_Excerpted data:_
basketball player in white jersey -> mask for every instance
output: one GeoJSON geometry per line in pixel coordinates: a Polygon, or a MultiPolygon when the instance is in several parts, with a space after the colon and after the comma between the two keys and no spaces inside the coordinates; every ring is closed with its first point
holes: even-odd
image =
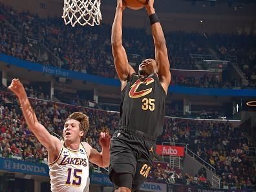
{"type": "Polygon", "coordinates": [[[52,192],[89,192],[89,161],[100,167],[109,165],[110,136],[101,133],[99,139],[101,153],[81,138],[89,129],[88,116],[74,112],[67,119],[63,129],[63,140],[51,135],[37,120],[28,100],[23,84],[14,79],[8,87],[19,99],[29,129],[48,151],[51,190],[52,192]]]}

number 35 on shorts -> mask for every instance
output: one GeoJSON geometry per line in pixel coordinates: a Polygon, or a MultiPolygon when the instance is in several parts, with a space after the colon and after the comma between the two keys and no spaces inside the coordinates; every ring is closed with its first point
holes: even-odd
{"type": "Polygon", "coordinates": [[[144,98],[142,99],[142,109],[143,110],[150,110],[153,111],[155,110],[155,99],[144,98]]]}
{"type": "Polygon", "coordinates": [[[149,175],[150,169],[151,169],[151,167],[148,165],[147,164],[144,164],[142,169],[140,169],[140,175],[147,178],[149,175]]]}

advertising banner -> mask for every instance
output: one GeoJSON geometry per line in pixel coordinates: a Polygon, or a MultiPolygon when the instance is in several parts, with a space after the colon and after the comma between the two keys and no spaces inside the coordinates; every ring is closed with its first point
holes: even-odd
{"type": "Polygon", "coordinates": [[[184,147],[170,145],[156,145],[156,152],[161,155],[171,155],[176,156],[184,156],[184,147]]]}
{"type": "Polygon", "coordinates": [[[251,192],[252,190],[239,190],[204,188],[197,186],[190,186],[186,185],[168,185],[167,192],[251,192]]]}
{"type": "Polygon", "coordinates": [[[0,158],[0,169],[10,172],[49,176],[49,168],[47,165],[30,163],[9,158],[0,158]]]}
{"type": "Polygon", "coordinates": [[[166,184],[145,182],[140,190],[151,192],[166,192],[166,184]]]}

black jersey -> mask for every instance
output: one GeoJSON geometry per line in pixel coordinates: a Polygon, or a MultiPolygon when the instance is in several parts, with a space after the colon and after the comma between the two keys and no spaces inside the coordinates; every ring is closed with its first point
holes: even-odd
{"type": "Polygon", "coordinates": [[[119,125],[153,137],[159,136],[163,129],[165,97],[156,74],[144,80],[132,74],[122,92],[119,125]]]}

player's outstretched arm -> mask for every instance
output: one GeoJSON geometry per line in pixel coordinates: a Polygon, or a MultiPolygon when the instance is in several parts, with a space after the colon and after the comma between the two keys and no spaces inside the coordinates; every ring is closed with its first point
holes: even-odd
{"type": "Polygon", "coordinates": [[[92,148],[89,156],[89,160],[92,163],[101,167],[109,165],[109,148],[111,136],[109,133],[101,133],[99,138],[100,145],[101,146],[101,152],[99,153],[95,149],[92,148]]]}
{"type": "Polygon", "coordinates": [[[151,17],[151,31],[155,47],[155,59],[158,65],[158,75],[161,85],[167,92],[168,86],[171,82],[170,63],[165,45],[165,39],[161,24],[158,20],[154,8],[154,0],[149,0],[145,8],[151,17]]]}
{"type": "Polygon", "coordinates": [[[112,26],[111,45],[114,66],[122,83],[122,89],[123,89],[126,85],[128,77],[134,72],[134,70],[128,63],[127,56],[122,41],[122,23],[123,11],[125,6],[122,0],[117,0],[117,2],[116,14],[112,26]]]}
{"type": "Polygon", "coordinates": [[[39,123],[28,101],[23,85],[19,79],[14,79],[8,89],[11,90],[18,98],[28,128],[36,135],[39,142],[47,148],[49,153],[57,152],[58,154],[62,146],[61,142],[58,138],[51,135],[45,127],[39,123]]]}

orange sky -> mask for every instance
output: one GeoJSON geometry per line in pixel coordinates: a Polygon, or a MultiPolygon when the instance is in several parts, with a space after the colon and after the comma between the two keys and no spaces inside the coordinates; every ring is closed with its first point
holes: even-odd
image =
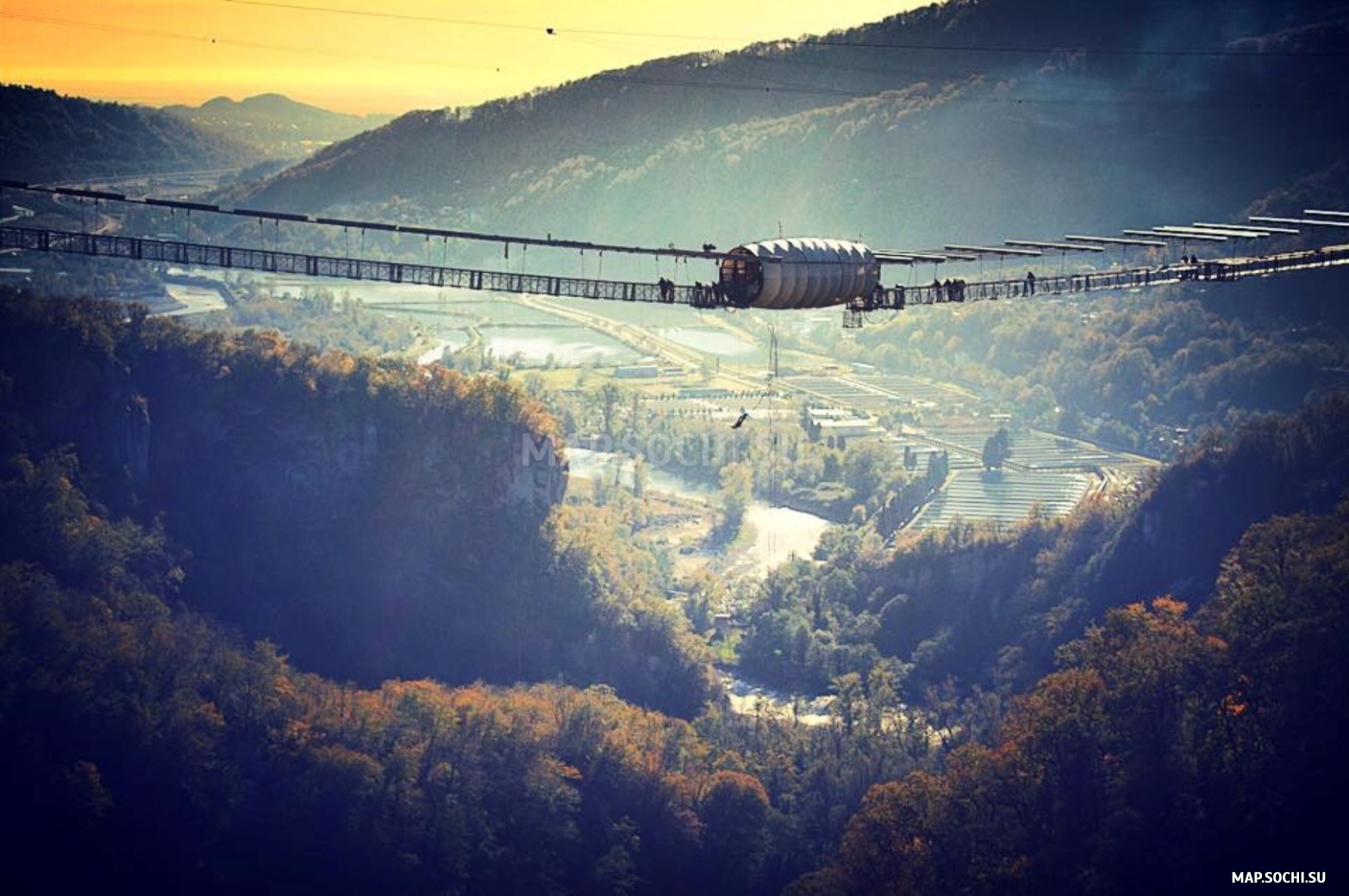
{"type": "Polygon", "coordinates": [[[695,50],[826,34],[920,0],[0,0],[0,82],[197,105],[472,105],[695,50]],[[553,34],[548,34],[553,28],[553,34]]]}

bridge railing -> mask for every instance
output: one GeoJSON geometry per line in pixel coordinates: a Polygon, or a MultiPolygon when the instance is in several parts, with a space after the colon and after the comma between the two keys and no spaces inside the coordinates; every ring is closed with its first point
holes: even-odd
{"type": "MultiPolygon", "coordinates": [[[[36,252],[71,252],[135,261],[159,261],[181,267],[244,268],[271,274],[410,283],[460,290],[487,290],[492,292],[533,292],[538,295],[622,302],[665,302],[691,305],[693,307],[718,307],[719,305],[724,305],[724,300],[714,291],[711,284],[666,284],[666,288],[662,291],[656,283],[591,280],[546,274],[478,271],[405,261],[378,261],[372,259],[281,252],[278,249],[248,249],[243,247],[183,243],[113,233],[77,233],[0,226],[0,248],[36,252]]],[[[1249,259],[1170,264],[1157,268],[1044,275],[1033,280],[1029,276],[977,280],[974,283],[950,279],[924,286],[882,288],[876,295],[854,299],[847,303],[844,313],[851,315],[851,318],[846,319],[858,323],[866,311],[902,309],[908,305],[1066,295],[1095,290],[1141,288],[1184,280],[1236,280],[1244,276],[1346,263],[1349,263],[1349,245],[1337,245],[1249,259]]]]}

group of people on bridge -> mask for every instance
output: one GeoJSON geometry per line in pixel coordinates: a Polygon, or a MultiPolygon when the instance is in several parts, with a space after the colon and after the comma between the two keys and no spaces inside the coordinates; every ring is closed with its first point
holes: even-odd
{"type": "MultiPolygon", "coordinates": [[[[660,278],[656,282],[656,288],[660,291],[660,300],[666,305],[674,305],[674,282],[668,278],[660,278]]],[[[688,290],[688,302],[695,309],[718,309],[726,302],[726,292],[722,290],[719,282],[701,283],[695,282],[688,290]]]]}

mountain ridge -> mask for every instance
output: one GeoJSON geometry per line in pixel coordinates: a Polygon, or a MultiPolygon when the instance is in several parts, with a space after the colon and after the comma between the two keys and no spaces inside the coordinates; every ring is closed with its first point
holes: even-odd
{"type": "Polygon", "coordinates": [[[948,3],[411,112],[232,197],[649,245],[1232,216],[1342,158],[1346,34],[1318,4],[948,3]]]}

_Task goal:_
Without the pictures, repeat all the records word for word.

_Finished exercise:_
basketball player in white jersey -> mask for every instance
output: one GeoJSON geometry per line in pixel coordinates: a Polygon, or a MultiPolygon when the instance is in several parts, with a space after the colon and after the comma between the two keys and no spaces inside the coordinates; every ring is closed with its first point
holes: even-odd
image =
{"type": "Polygon", "coordinates": [[[52,192],[89,192],[89,161],[100,167],[109,165],[110,136],[101,133],[99,139],[101,153],[81,138],[89,129],[88,116],[74,112],[67,119],[63,129],[63,140],[51,135],[37,120],[28,100],[23,84],[14,79],[8,87],[19,99],[29,129],[48,151],[51,190],[52,192]]]}

number 35 on shorts -> mask for every instance
output: one GeoJSON geometry per line in pixel coordinates: a Polygon, or a MultiPolygon when the instance is in several parts, with a space after the colon and after the comma between the two keys and no spaces inside the coordinates; every ring is closed with its first point
holes: even-odd
{"type": "Polygon", "coordinates": [[[144,98],[142,99],[142,109],[143,110],[150,110],[153,111],[155,110],[155,99],[144,98]]]}
{"type": "Polygon", "coordinates": [[[149,175],[150,169],[151,169],[151,167],[148,165],[147,164],[144,164],[142,169],[140,169],[140,175],[147,178],[149,175]]]}

advertising banner -> mask for every instance
output: one GeoJSON geometry per line in pixel coordinates: a Polygon, or a MultiPolygon when the instance is in several parts, with a space after the colon and after the comma between the two keys and no spaces inside the coordinates; every ring is closed with its first point
holes: even-odd
{"type": "Polygon", "coordinates": [[[184,147],[170,145],[156,145],[156,152],[161,155],[171,155],[176,156],[184,156],[184,147]]]}
{"type": "Polygon", "coordinates": [[[251,192],[252,190],[239,190],[204,188],[197,186],[190,186],[186,185],[168,185],[167,192],[251,192]]]}
{"type": "Polygon", "coordinates": [[[0,158],[0,169],[10,172],[49,176],[49,168],[47,165],[30,163],[9,158],[0,158]]]}
{"type": "Polygon", "coordinates": [[[166,184],[145,182],[140,190],[151,192],[166,192],[166,184]]]}

black jersey -> mask for every instance
output: one GeoJSON geometry per line in pixel coordinates: a Polygon, or a MultiPolygon when the instance is in several parts, with a space after the colon and after the comma between the two keys and no spaces inside the coordinates; every ring is closed with its first point
holes: even-odd
{"type": "Polygon", "coordinates": [[[119,125],[153,137],[159,136],[163,129],[165,97],[156,74],[144,80],[132,74],[122,92],[119,125]]]}

player's outstretched arm -> mask for every instance
output: one GeoJSON geometry per line in pixel coordinates: a Polygon, or a MultiPolygon when the instance is in several parts, with a space after the colon and after the comma between the two keys and no spaces inside the coordinates; every ring is closed with its first point
holes: even-odd
{"type": "Polygon", "coordinates": [[[92,148],[89,156],[89,160],[92,163],[101,167],[109,165],[109,148],[111,136],[109,133],[101,133],[99,138],[100,145],[101,146],[101,152],[99,153],[95,149],[92,148]]]}
{"type": "Polygon", "coordinates": [[[151,17],[151,31],[155,47],[155,59],[158,65],[158,75],[161,85],[167,92],[168,86],[171,82],[170,63],[165,45],[165,39],[161,24],[158,20],[154,8],[154,0],[149,0],[145,8],[151,17]]]}
{"type": "Polygon", "coordinates": [[[112,26],[111,45],[114,66],[122,83],[122,89],[123,89],[126,85],[128,77],[134,72],[134,70],[128,63],[127,56],[122,41],[122,23],[123,11],[125,6],[122,0],[117,0],[117,2],[116,14],[112,26]]]}
{"type": "Polygon", "coordinates": [[[39,123],[28,101],[23,85],[19,79],[14,79],[8,89],[11,90],[18,98],[28,128],[36,135],[39,142],[47,148],[49,153],[57,152],[58,154],[62,146],[61,142],[58,138],[51,135],[45,127],[39,123]]]}

orange sky -> mask for every instance
output: one GeoJSON geometry per line in pixel coordinates: a Polygon, or a MultiPolygon when the instance is in several parts, with a space after the colon and after the comma between the two keys and no spaces inside the coordinates; every ring is closed with its first point
holes: even-odd
image =
{"type": "Polygon", "coordinates": [[[695,50],[826,34],[920,0],[0,0],[0,82],[197,105],[472,105],[695,50]],[[553,34],[548,34],[553,28],[553,34]]]}

bridge railing -> mask for every instance
output: one GeoJSON geometry per line in pixel coordinates: a Polygon, or a MultiPolygon when the instance is in several parts, with a space after the colon and after the comma between the two keys and no spaces inside the coordinates; every ring is closed with its first point
holes: even-odd
{"type": "MultiPolygon", "coordinates": [[[[36,252],[71,252],[135,261],[159,261],[181,267],[244,268],[271,274],[410,283],[460,290],[487,290],[492,292],[533,292],[538,295],[622,302],[665,302],[691,305],[693,307],[718,307],[719,305],[724,305],[724,300],[714,291],[711,284],[666,284],[666,288],[662,291],[656,283],[591,280],[546,274],[478,271],[405,261],[378,261],[372,259],[281,252],[278,249],[248,249],[243,247],[183,243],[113,233],[77,233],[0,226],[0,248],[36,252]]],[[[1249,259],[1170,264],[1157,268],[1044,275],[1033,280],[1029,276],[977,280],[974,283],[950,279],[924,286],[882,288],[876,295],[854,299],[847,303],[844,313],[851,315],[851,318],[846,319],[858,323],[866,311],[902,309],[908,305],[1066,295],[1095,290],[1141,288],[1184,280],[1236,280],[1244,276],[1346,263],[1349,263],[1349,245],[1337,245],[1249,259]]]]}

group of people on bridge -> mask for every instance
output: one GeoJSON geometry per line in pixel coordinates: a Polygon, or a MultiPolygon when the instance is in several parts, with a space after the colon and after the comma between the two keys and no spaces inside the coordinates; every ring is closed with its first point
holes: even-odd
{"type": "MultiPolygon", "coordinates": [[[[660,278],[656,282],[656,288],[660,291],[660,300],[666,305],[674,305],[674,282],[668,278],[660,278]]],[[[688,290],[688,302],[695,309],[718,309],[726,302],[726,292],[722,290],[719,282],[701,283],[695,282],[688,290]]]]}

mountain ridge -> mask for every instance
output: one GeoJSON geometry per line in pixel coordinates: a Polygon, or a MultiPolygon when the instance is in several parts, with a space after the colon and after the comma between the two keys and no spaces inside the coordinates; every ring is closed with its first point
holes: even-odd
{"type": "Polygon", "coordinates": [[[948,3],[411,112],[232,197],[649,245],[1232,216],[1342,158],[1346,34],[1318,4],[948,3]]]}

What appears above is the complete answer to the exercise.